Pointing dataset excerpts
>> Begin

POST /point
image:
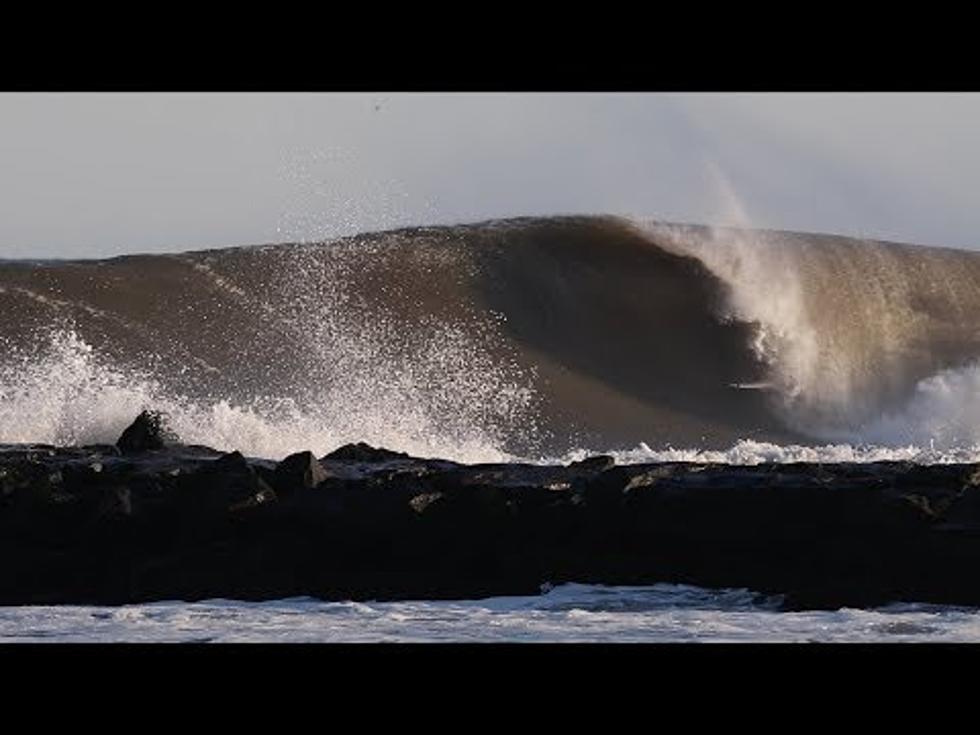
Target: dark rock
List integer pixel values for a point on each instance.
(362, 452)
(597, 463)
(149, 431)
(89, 526)
(299, 471)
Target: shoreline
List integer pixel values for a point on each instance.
(151, 519)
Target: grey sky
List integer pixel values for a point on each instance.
(100, 174)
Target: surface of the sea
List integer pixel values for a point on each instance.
(567, 613)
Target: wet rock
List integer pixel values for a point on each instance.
(80, 525)
(299, 471)
(598, 463)
(148, 432)
(362, 452)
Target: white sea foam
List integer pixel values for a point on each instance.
(572, 612)
(65, 393)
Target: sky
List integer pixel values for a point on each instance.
(92, 175)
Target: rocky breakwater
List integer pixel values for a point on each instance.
(152, 519)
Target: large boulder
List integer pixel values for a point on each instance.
(362, 452)
(299, 471)
(149, 431)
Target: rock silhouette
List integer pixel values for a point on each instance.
(117, 524)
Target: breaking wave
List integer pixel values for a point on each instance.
(524, 338)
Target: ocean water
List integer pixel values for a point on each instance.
(567, 613)
(533, 339)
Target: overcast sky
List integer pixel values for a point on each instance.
(101, 174)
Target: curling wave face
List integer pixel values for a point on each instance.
(520, 338)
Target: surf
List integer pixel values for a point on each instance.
(521, 338)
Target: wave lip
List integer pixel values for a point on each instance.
(515, 338)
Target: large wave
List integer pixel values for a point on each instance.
(518, 338)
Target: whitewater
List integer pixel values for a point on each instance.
(543, 340)
(570, 613)
(534, 339)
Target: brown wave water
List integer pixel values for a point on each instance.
(517, 337)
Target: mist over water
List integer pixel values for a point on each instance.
(524, 339)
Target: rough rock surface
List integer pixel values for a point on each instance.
(99, 525)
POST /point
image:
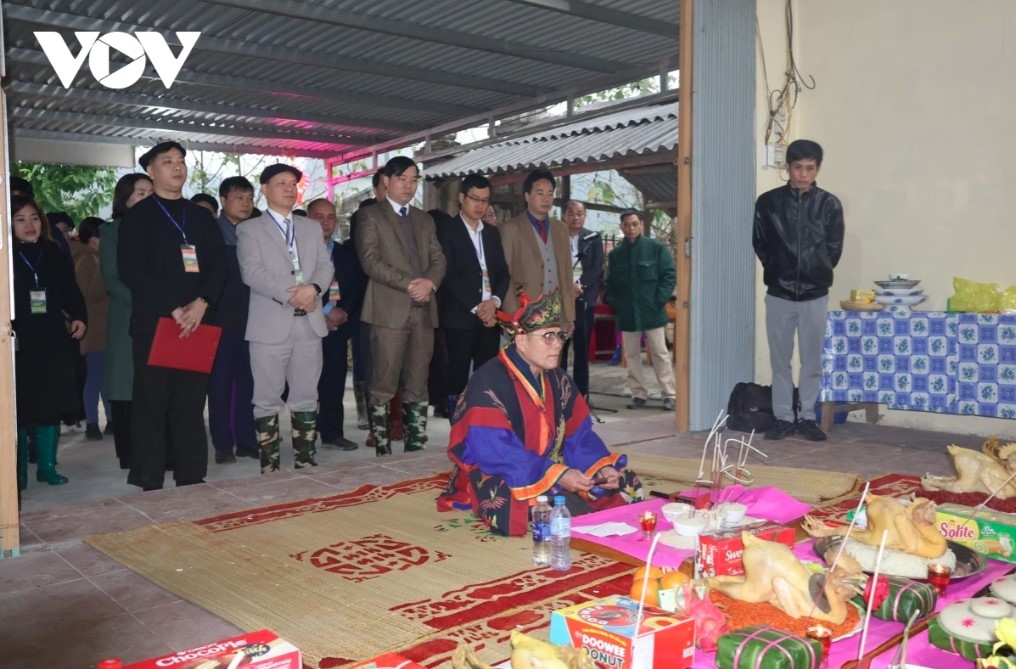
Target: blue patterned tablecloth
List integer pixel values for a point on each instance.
(948, 363)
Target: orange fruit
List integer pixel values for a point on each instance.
(673, 580)
(651, 592)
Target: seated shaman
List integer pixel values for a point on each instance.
(521, 429)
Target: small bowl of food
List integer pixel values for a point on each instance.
(690, 526)
(734, 511)
(674, 510)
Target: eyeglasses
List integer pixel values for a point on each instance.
(550, 338)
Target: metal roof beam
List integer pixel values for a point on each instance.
(190, 145)
(606, 15)
(329, 15)
(173, 104)
(167, 126)
(281, 87)
(288, 55)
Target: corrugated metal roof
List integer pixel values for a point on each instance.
(637, 131)
(324, 77)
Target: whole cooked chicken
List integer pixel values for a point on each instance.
(911, 528)
(774, 574)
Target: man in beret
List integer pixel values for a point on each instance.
(171, 255)
(288, 268)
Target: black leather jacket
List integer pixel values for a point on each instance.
(799, 238)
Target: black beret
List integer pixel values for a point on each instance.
(279, 168)
(160, 148)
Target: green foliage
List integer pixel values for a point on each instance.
(80, 190)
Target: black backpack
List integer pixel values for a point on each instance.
(750, 408)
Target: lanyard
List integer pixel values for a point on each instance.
(289, 235)
(182, 226)
(39, 256)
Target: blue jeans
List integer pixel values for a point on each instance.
(94, 366)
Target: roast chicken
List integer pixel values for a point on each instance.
(911, 528)
(775, 575)
(987, 472)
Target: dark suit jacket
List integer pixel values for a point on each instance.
(383, 253)
(352, 283)
(463, 283)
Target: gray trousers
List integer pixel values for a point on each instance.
(808, 319)
(298, 361)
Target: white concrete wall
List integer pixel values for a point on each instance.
(914, 104)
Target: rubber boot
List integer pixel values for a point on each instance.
(396, 430)
(360, 392)
(304, 436)
(379, 429)
(268, 439)
(47, 437)
(22, 459)
(416, 426)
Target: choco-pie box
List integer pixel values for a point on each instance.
(606, 627)
(256, 650)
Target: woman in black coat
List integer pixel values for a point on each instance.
(48, 309)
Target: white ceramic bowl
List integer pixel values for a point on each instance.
(689, 527)
(734, 511)
(674, 510)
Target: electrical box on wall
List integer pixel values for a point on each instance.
(774, 156)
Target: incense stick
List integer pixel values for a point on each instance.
(871, 597)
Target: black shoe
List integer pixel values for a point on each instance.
(781, 430)
(225, 458)
(811, 430)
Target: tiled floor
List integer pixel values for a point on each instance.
(66, 606)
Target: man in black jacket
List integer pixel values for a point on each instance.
(587, 268)
(341, 313)
(231, 385)
(474, 284)
(799, 238)
(171, 256)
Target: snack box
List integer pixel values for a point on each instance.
(986, 531)
(606, 627)
(719, 552)
(257, 650)
(386, 661)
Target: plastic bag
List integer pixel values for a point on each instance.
(974, 297)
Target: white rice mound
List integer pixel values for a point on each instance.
(894, 562)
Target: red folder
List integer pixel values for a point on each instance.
(193, 354)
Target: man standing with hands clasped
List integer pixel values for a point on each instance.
(799, 237)
(287, 266)
(172, 257)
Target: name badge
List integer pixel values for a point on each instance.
(189, 254)
(37, 300)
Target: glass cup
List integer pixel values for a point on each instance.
(648, 523)
(823, 635)
(939, 575)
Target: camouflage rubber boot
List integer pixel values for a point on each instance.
(304, 437)
(415, 419)
(268, 440)
(379, 429)
(360, 393)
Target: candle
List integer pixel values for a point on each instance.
(938, 575)
(823, 635)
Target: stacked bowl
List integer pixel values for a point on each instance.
(900, 292)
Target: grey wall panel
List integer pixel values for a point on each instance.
(722, 302)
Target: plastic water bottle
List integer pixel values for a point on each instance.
(560, 535)
(542, 532)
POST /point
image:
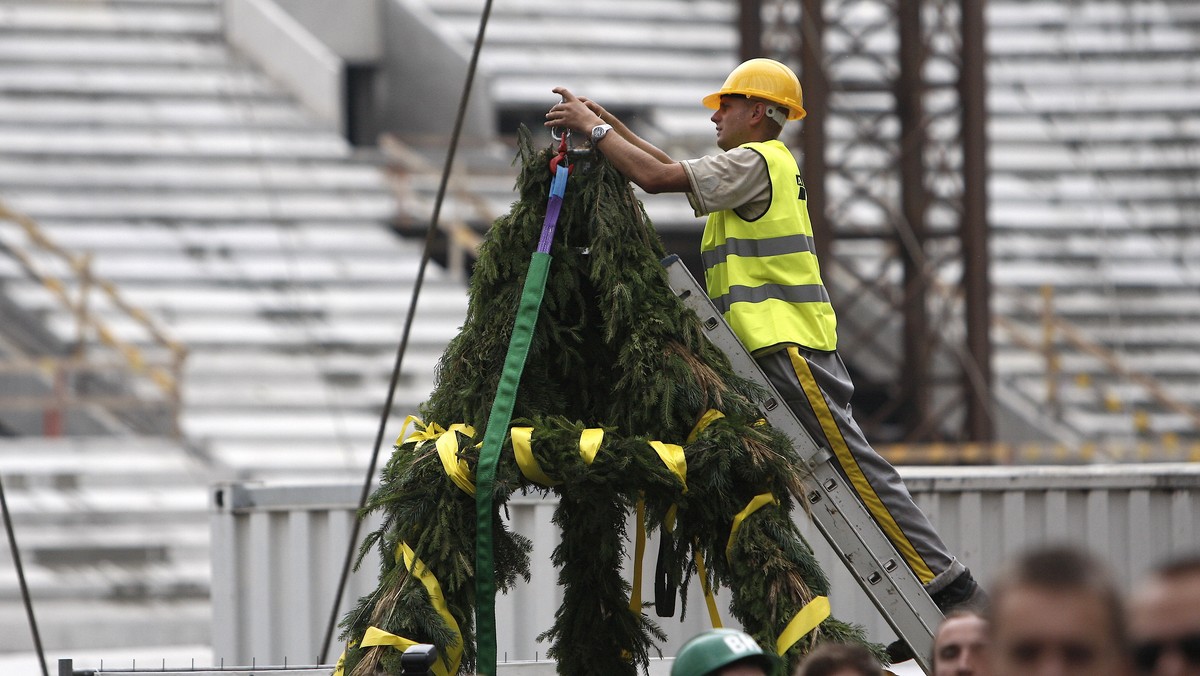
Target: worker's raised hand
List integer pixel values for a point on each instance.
(571, 113)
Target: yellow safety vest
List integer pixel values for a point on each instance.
(763, 274)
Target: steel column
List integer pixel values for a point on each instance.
(973, 231)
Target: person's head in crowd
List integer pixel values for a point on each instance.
(1055, 611)
(960, 645)
(723, 652)
(840, 659)
(1164, 620)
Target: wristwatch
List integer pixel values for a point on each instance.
(599, 132)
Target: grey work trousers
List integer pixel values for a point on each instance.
(816, 387)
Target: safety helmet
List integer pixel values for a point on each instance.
(763, 78)
(708, 652)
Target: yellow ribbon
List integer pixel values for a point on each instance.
(455, 466)
(672, 456)
(421, 432)
(755, 504)
(805, 620)
(589, 443)
(714, 616)
(522, 447)
(417, 567)
(705, 422)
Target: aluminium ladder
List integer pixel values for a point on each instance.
(837, 509)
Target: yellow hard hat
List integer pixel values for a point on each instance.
(763, 78)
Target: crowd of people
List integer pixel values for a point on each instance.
(1054, 611)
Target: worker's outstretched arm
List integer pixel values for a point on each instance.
(652, 169)
(625, 132)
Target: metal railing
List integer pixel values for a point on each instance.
(77, 294)
(1057, 331)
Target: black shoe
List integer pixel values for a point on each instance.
(963, 592)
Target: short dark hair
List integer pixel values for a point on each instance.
(1062, 568)
(831, 658)
(1177, 566)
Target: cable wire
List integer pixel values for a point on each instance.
(21, 578)
(408, 325)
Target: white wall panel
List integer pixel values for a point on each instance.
(277, 550)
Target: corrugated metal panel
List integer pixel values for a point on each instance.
(277, 550)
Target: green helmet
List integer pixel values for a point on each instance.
(708, 652)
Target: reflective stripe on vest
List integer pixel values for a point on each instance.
(763, 275)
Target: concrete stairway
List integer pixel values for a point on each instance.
(1093, 196)
(255, 237)
(1093, 189)
(217, 204)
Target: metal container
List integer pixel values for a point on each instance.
(279, 550)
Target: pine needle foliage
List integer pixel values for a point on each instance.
(613, 348)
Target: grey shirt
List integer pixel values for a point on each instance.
(736, 179)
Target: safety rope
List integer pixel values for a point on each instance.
(502, 416)
(369, 480)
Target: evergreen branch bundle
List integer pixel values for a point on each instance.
(612, 350)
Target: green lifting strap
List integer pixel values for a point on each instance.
(498, 426)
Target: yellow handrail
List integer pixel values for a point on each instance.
(167, 380)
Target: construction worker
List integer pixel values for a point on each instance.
(723, 652)
(762, 273)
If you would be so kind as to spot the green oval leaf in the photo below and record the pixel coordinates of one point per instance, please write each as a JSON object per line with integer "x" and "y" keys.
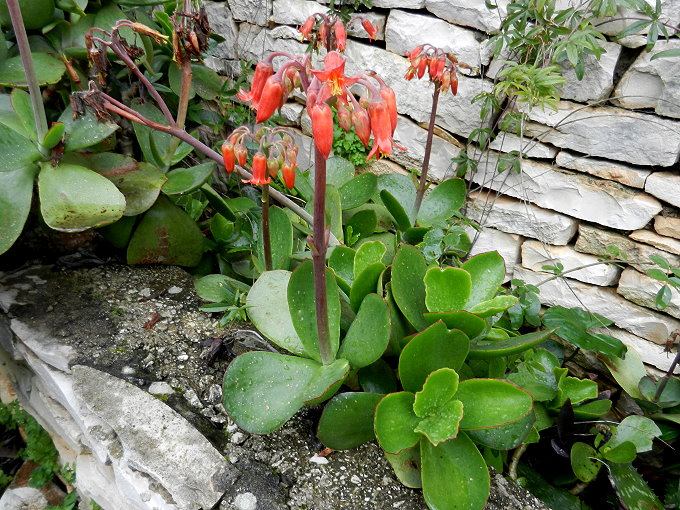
{"x": 16, "y": 191}
{"x": 395, "y": 421}
{"x": 262, "y": 390}
{"x": 302, "y": 306}
{"x": 347, "y": 420}
{"x": 274, "y": 322}
{"x": 74, "y": 198}
{"x": 166, "y": 235}
{"x": 440, "y": 203}
{"x": 408, "y": 287}
{"x": 186, "y": 180}
{"x": 446, "y": 290}
{"x": 367, "y": 337}
{"x": 434, "y": 348}
{"x": 491, "y": 403}
{"x": 358, "y": 190}
{"x": 454, "y": 475}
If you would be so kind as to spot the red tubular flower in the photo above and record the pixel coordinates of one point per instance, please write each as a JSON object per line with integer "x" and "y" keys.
{"x": 228, "y": 156}
{"x": 388, "y": 95}
{"x": 344, "y": 118}
{"x": 307, "y": 27}
{"x": 262, "y": 73}
{"x": 340, "y": 35}
{"x": 362, "y": 125}
{"x": 270, "y": 100}
{"x": 259, "y": 168}
{"x": 379, "y": 114}
{"x": 288, "y": 172}
{"x": 322, "y": 128}
{"x": 370, "y": 28}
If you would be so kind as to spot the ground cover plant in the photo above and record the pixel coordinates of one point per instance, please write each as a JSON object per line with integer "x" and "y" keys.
{"x": 366, "y": 286}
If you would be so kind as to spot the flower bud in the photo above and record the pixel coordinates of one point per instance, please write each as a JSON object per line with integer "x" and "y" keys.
{"x": 322, "y": 128}
{"x": 228, "y": 156}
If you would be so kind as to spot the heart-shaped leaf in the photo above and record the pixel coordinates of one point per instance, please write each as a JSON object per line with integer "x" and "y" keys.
{"x": 408, "y": 287}
{"x": 454, "y": 475}
{"x": 443, "y": 425}
{"x": 16, "y": 190}
{"x": 302, "y": 306}
{"x": 358, "y": 190}
{"x": 365, "y": 283}
{"x": 368, "y": 335}
{"x": 446, "y": 289}
{"x": 395, "y": 422}
{"x": 440, "y": 203}
{"x": 347, "y": 420}
{"x": 166, "y": 235}
{"x": 74, "y": 198}
{"x": 436, "y": 347}
{"x": 262, "y": 390}
{"x": 487, "y": 272}
{"x": 267, "y": 306}
{"x": 439, "y": 388}
{"x": 470, "y": 324}
{"x": 491, "y": 403}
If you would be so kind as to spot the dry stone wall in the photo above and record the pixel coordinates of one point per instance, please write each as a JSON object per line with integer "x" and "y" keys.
{"x": 601, "y": 170}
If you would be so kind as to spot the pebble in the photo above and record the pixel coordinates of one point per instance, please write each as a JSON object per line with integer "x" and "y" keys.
{"x": 245, "y": 501}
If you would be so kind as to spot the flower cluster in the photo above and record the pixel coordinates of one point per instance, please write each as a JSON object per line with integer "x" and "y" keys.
{"x": 441, "y": 66}
{"x": 330, "y": 32}
{"x": 276, "y": 153}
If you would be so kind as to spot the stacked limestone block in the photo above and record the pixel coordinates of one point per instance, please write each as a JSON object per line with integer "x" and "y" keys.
{"x": 600, "y": 170}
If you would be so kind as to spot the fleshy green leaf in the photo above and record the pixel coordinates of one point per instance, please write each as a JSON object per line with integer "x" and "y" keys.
{"x": 487, "y": 272}
{"x": 166, "y": 235}
{"x": 446, "y": 290}
{"x": 491, "y": 403}
{"x": 74, "y": 198}
{"x": 186, "y": 180}
{"x": 267, "y": 307}
{"x": 395, "y": 422}
{"x": 347, "y": 420}
{"x": 358, "y": 190}
{"x": 436, "y": 347}
{"x": 440, "y": 203}
{"x": 408, "y": 287}
{"x": 48, "y": 69}
{"x": 368, "y": 335}
{"x": 302, "y": 306}
{"x": 439, "y": 388}
{"x": 454, "y": 475}
{"x": 16, "y": 190}
{"x": 262, "y": 390}
{"x": 485, "y": 349}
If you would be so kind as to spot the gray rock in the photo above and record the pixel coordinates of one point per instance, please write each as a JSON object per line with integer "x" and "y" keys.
{"x": 471, "y": 13}
{"x": 594, "y": 240}
{"x": 598, "y": 78}
{"x": 641, "y": 290}
{"x": 612, "y": 133}
{"x": 405, "y": 31}
{"x": 603, "y": 202}
{"x": 625, "y": 174}
{"x": 653, "y": 326}
{"x": 665, "y": 186}
{"x": 523, "y": 218}
{"x": 256, "y": 12}
{"x": 535, "y": 255}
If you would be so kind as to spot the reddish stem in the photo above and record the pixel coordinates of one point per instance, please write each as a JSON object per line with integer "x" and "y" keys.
{"x": 319, "y": 244}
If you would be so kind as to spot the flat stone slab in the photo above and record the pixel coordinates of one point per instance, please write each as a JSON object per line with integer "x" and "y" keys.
{"x": 177, "y": 450}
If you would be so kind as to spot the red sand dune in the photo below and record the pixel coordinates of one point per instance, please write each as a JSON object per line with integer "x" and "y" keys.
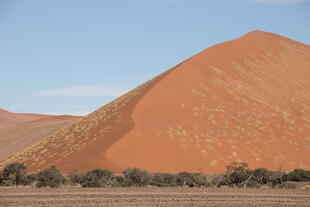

>> End

### PROBLEM:
From the rows above, extract every line that contains the string "beret", matching case exactly.

### RESULT OF THE EXERCISE:
Target: man in beret
Target: black beret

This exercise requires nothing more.